**DATA TO PROCESS**
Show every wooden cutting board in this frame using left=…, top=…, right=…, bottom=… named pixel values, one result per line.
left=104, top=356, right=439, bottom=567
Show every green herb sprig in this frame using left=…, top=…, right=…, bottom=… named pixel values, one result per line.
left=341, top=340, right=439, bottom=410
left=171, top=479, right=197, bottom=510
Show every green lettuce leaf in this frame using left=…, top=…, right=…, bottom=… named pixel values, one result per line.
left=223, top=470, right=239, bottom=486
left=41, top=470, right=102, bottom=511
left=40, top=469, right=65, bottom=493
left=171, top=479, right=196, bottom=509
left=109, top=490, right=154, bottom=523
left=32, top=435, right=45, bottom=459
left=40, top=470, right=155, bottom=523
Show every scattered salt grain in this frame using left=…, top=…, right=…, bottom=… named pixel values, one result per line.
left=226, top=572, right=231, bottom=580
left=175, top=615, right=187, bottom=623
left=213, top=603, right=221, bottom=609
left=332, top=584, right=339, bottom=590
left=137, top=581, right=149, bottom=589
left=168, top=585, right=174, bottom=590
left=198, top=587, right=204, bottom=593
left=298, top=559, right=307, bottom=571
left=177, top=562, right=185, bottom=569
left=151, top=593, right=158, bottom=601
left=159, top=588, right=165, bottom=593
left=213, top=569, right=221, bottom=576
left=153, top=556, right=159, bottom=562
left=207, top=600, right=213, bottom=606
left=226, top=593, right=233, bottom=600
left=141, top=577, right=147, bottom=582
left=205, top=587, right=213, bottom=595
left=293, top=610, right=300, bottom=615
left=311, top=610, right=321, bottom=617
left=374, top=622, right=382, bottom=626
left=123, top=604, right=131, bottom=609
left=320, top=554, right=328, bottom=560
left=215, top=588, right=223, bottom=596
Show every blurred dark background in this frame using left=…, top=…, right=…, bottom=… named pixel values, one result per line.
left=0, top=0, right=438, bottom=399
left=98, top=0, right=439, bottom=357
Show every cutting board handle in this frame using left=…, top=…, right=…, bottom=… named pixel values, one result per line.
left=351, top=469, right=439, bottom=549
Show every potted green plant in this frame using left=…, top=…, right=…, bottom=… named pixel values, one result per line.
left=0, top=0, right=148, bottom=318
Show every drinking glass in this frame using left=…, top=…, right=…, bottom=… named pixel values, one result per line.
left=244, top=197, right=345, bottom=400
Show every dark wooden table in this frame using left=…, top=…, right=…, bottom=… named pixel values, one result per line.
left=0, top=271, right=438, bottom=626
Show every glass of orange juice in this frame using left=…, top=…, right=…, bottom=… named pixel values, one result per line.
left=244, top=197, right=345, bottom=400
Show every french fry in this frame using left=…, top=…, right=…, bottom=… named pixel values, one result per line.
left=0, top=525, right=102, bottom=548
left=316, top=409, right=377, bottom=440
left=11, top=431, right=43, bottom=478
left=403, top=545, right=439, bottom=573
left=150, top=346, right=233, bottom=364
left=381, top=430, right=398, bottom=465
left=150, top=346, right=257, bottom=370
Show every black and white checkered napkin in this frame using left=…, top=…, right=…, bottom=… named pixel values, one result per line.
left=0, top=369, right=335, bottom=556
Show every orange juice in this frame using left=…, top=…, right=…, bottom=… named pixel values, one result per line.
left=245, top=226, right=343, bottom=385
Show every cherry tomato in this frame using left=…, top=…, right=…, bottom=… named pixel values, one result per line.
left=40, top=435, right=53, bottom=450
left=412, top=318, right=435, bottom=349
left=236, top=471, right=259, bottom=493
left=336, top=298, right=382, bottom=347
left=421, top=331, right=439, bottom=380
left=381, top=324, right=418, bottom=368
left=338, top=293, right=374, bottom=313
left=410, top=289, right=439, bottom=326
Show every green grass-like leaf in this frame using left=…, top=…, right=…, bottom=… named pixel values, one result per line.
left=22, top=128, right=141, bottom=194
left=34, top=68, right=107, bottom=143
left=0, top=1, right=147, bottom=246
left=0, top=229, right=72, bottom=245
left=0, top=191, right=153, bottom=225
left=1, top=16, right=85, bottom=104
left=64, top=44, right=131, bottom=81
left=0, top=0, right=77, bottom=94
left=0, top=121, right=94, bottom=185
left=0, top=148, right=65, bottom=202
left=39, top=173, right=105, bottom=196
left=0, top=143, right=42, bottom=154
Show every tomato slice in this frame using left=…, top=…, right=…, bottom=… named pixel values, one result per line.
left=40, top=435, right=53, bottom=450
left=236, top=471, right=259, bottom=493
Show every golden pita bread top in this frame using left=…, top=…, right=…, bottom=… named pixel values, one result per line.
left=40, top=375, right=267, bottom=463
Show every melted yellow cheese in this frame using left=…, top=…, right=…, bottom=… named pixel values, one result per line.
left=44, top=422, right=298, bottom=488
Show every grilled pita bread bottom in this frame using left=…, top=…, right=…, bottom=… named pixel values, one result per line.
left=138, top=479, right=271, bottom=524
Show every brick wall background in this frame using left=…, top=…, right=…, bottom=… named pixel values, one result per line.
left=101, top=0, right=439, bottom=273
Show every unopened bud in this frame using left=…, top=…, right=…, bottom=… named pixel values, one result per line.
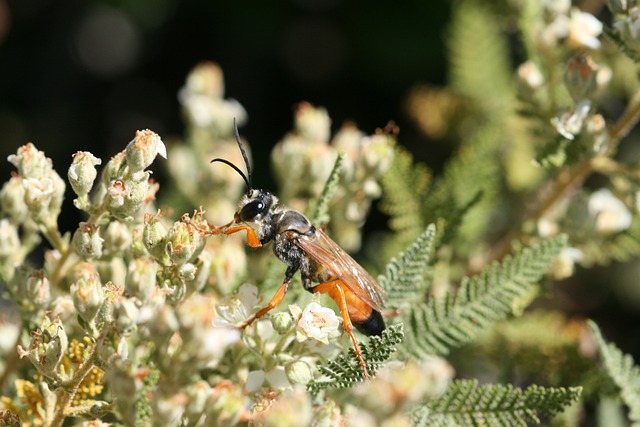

**GOAL OF THE EXERCISE**
Your task is to repeat only the lines from the line containing "Show every brick" through the final line of the material, inclusive; do not include pictures.

**OUTPUT BELOW**
Show every brick wall background in this frame using left=…, top=…, right=…, bottom=… named pixel values, one result per line.
left=101, top=0, right=439, bottom=273
Show every unopened bud in this frame using left=…, top=…, right=…, bottom=… named pixel values, one result per line.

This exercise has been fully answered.